(Data records)
----------

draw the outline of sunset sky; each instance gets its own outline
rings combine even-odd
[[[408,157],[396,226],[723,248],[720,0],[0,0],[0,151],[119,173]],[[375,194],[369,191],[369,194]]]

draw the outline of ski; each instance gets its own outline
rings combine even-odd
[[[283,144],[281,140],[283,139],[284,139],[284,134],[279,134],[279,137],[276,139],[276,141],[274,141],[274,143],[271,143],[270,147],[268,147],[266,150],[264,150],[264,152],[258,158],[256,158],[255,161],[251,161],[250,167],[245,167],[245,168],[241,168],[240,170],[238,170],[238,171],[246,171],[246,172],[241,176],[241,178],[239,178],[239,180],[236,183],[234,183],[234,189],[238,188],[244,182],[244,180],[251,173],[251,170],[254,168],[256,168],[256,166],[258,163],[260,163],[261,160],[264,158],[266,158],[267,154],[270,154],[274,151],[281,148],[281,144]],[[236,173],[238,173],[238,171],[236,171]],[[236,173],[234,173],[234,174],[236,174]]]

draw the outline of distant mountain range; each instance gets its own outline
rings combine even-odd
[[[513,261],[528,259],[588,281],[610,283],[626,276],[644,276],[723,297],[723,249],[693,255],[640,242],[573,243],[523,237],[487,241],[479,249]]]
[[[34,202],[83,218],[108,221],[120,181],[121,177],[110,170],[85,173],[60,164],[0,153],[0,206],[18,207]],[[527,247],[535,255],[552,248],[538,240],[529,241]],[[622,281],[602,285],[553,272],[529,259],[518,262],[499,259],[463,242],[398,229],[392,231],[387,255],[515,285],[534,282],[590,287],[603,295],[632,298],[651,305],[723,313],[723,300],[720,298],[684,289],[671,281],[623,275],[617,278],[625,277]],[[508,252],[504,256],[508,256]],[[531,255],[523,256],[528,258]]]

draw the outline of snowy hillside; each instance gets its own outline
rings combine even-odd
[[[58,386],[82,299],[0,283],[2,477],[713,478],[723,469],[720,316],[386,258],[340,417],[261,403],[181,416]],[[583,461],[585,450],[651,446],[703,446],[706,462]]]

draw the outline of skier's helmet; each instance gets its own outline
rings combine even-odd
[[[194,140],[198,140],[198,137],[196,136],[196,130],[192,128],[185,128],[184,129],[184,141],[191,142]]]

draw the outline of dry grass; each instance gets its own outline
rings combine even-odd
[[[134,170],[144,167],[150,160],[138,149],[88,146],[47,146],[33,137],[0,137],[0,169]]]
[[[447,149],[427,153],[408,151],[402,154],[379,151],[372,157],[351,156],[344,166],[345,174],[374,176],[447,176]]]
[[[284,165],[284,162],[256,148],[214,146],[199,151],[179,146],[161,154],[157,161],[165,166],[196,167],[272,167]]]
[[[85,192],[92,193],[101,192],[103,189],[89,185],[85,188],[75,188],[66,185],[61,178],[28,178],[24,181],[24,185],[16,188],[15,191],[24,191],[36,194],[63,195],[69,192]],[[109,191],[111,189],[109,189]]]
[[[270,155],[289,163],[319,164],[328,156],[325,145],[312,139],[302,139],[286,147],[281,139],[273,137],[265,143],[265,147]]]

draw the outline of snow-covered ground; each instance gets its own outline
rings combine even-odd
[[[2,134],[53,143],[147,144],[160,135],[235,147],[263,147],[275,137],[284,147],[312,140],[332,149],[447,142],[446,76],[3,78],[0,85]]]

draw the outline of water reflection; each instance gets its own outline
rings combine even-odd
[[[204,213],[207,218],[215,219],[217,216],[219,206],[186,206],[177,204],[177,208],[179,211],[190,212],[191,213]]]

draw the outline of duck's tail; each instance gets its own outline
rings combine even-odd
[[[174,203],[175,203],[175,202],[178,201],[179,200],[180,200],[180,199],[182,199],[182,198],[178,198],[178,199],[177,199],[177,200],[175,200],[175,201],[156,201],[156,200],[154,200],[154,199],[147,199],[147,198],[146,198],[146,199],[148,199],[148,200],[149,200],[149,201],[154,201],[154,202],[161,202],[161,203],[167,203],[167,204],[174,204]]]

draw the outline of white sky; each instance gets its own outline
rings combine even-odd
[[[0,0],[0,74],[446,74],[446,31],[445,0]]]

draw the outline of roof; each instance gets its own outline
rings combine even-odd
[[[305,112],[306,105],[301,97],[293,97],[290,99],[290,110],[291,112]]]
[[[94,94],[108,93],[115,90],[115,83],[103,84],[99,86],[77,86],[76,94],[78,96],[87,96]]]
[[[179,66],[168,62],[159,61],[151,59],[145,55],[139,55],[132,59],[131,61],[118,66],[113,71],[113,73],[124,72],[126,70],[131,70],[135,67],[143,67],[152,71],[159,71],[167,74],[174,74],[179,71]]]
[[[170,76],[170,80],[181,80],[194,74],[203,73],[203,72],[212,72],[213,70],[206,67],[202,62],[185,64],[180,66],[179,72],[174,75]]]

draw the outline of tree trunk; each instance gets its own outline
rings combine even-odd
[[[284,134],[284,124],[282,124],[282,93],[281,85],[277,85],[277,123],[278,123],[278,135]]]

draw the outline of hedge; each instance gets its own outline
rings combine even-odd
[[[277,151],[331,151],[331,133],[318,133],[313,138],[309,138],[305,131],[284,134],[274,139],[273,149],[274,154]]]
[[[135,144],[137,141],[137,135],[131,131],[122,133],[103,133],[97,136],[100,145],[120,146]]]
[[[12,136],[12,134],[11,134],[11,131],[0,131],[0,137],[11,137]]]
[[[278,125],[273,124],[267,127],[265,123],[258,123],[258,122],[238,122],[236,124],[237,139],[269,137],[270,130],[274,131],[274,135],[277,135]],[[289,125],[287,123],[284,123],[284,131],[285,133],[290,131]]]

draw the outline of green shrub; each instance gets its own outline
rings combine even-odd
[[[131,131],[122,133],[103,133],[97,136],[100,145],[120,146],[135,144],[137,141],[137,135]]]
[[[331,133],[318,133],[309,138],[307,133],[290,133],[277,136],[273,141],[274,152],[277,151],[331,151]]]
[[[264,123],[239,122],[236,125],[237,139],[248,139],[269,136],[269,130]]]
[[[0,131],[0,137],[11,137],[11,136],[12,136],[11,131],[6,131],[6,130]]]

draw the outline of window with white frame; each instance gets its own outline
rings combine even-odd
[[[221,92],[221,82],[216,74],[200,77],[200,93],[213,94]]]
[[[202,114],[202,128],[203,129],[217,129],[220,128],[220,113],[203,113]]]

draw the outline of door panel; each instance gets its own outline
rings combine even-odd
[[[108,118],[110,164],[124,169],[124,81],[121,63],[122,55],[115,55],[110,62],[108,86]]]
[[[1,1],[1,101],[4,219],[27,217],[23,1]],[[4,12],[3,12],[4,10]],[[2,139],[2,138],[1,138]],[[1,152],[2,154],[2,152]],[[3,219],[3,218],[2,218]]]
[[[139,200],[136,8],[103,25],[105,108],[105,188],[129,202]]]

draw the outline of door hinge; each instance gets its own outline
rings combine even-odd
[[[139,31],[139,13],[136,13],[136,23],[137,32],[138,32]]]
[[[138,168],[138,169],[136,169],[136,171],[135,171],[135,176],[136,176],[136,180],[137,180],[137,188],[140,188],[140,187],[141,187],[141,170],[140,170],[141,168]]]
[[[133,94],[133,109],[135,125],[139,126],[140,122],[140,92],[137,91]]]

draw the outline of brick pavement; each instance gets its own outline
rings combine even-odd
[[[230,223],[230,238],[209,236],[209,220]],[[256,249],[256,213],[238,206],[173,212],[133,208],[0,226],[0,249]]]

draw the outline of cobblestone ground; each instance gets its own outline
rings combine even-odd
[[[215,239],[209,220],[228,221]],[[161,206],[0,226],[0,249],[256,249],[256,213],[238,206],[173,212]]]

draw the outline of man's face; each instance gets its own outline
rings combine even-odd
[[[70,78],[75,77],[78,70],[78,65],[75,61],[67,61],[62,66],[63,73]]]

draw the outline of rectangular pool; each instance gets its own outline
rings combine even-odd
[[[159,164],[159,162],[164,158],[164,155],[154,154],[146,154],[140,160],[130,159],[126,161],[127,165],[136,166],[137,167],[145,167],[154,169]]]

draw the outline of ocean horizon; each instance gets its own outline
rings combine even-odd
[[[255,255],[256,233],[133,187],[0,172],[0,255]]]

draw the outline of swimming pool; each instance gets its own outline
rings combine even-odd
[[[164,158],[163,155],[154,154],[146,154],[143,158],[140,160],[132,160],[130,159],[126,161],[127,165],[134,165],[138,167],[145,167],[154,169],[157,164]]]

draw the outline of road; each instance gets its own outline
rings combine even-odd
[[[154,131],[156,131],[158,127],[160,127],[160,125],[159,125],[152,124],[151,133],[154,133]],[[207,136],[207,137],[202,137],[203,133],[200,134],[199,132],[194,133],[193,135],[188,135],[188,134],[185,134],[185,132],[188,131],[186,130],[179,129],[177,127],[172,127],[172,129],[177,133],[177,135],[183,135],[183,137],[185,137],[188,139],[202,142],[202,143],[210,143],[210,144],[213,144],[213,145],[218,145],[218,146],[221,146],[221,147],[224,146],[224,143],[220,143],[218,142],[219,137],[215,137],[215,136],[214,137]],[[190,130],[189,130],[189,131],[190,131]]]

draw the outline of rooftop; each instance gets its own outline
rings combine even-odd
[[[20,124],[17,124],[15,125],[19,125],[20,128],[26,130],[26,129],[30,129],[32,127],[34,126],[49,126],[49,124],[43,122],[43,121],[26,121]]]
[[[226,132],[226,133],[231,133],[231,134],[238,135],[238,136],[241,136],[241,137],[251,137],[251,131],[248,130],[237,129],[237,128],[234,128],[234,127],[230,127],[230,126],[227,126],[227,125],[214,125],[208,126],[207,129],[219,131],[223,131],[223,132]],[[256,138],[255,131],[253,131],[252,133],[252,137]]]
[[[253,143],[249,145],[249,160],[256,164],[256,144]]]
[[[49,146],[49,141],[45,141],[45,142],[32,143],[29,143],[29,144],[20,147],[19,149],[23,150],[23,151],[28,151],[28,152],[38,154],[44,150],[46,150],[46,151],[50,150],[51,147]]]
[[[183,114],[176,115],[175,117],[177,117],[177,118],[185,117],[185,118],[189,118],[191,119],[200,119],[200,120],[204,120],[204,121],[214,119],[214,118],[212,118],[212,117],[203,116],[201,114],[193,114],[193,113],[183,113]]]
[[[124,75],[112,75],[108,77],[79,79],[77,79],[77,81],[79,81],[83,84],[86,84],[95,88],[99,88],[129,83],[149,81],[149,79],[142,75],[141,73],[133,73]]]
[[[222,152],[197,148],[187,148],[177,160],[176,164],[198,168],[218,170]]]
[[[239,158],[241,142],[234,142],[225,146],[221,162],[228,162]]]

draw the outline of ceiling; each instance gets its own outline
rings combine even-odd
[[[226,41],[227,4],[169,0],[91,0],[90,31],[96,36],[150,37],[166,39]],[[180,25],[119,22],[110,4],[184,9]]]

----------

◆ CHALLENGE: Arrange the records as a JSON list of strings, starting at the line that contains "draw the outline of rooftop;" and ending at the end of the records. Give one string per line and leave out blank lines.

◆ SOLVED PROBLEM:
[
  "draw the outline of rooftop; each instance gets its own outline",
  "rings combine even-odd",
  "[[[20,124],[17,124],[15,125],[19,125],[20,128],[26,130],[26,129],[30,129],[32,127],[34,126],[49,126],[49,124],[43,122],[43,121],[26,121]]]",
  "[[[226,132],[226,133],[231,133],[231,134],[238,135],[238,136],[241,136],[241,137],[251,137],[251,131],[248,130],[237,129],[237,128],[234,128],[234,127],[230,127],[230,126],[227,126],[227,125],[214,125],[208,126],[207,129],[219,131],[223,131],[223,132]],[[256,138],[255,131],[253,131],[252,133],[252,137]]]",
  "[[[253,143],[249,145],[249,160],[256,164],[256,144]]]",
  "[[[49,146],[49,141],[45,141],[45,142],[32,143],[29,143],[29,144],[20,147],[19,149],[23,150],[23,151],[28,151],[28,152],[38,154],[44,150],[46,150],[46,151],[50,150],[51,147]]]",
  "[[[183,114],[176,115],[175,117],[177,117],[177,118],[185,117],[185,118],[189,118],[191,119],[200,119],[200,120],[204,120],[204,121],[214,119],[214,118],[212,118],[212,117],[203,116],[201,114],[193,114],[193,113],[183,113]]]",
  "[[[124,75],[112,75],[108,77],[79,79],[77,79],[77,81],[79,81],[83,84],[86,84],[95,88],[99,88],[129,83],[149,81],[149,79],[142,75],[141,73],[133,73]]]",
  "[[[222,152],[197,148],[187,148],[177,160],[176,164],[198,168],[218,170]]]",
  "[[[239,158],[241,142],[234,142],[225,146],[221,162],[228,162]]]",
  "draw the outline of ceiling; each instance gets its own outline",
  "rings combine even-odd",
  "[[[226,41],[227,4],[169,0],[91,0],[90,31],[96,36],[150,37],[166,39]],[[180,25],[119,22],[110,4],[184,9]]]"
]